───── Dataset extract ─────

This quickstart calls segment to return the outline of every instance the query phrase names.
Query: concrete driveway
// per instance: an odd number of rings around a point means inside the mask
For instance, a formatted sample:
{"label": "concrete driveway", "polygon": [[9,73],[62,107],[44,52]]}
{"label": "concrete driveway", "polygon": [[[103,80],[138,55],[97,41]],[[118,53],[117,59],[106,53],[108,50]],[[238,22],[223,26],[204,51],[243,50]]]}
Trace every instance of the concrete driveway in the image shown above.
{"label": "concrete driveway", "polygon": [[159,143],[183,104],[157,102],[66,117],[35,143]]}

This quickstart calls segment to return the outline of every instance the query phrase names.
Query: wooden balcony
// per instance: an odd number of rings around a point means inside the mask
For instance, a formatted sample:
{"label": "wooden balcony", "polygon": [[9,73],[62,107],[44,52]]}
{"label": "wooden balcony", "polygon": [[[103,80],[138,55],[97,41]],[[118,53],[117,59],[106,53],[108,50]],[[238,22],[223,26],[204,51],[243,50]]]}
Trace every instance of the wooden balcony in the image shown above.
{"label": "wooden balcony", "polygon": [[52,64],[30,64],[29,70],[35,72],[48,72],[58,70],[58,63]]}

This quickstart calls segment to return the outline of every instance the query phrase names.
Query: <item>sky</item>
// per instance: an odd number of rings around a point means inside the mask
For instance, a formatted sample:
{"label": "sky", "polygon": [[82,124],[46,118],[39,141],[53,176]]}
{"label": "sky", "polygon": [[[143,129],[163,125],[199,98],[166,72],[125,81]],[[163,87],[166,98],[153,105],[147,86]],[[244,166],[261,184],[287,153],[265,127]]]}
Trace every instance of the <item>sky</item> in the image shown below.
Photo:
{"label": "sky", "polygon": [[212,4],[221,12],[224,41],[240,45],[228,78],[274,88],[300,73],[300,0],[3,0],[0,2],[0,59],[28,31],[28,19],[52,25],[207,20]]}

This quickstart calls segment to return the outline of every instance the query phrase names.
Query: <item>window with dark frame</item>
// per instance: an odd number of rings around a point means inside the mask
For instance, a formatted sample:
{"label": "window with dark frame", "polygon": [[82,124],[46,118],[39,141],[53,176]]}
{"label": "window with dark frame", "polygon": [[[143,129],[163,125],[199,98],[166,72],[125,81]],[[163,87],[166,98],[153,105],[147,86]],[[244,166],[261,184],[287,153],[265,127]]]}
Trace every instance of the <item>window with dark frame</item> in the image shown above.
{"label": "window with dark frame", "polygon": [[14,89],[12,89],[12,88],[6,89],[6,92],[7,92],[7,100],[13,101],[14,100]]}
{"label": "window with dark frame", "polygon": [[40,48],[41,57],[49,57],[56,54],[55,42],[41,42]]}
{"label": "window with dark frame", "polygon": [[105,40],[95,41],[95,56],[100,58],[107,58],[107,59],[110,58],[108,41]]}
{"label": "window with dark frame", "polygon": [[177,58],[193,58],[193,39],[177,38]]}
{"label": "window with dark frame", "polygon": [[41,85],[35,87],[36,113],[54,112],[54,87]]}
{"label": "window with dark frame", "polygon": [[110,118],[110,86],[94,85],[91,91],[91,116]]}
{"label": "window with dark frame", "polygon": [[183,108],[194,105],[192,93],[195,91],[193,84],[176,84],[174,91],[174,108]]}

─────

What is needed:
Which lines in the rows above contain the word "Trace"? Copy out each such line; the match is case-sensitive.

Task result:
Trace every instance of the concrete driveway in the image shown above.
Trace every instance of the wooden balcony in the image shown above.
Trace every instance of the <item>sky</item> in the image shown below.
Trace every instance of the <item>window with dark frame</item> in the image shown above.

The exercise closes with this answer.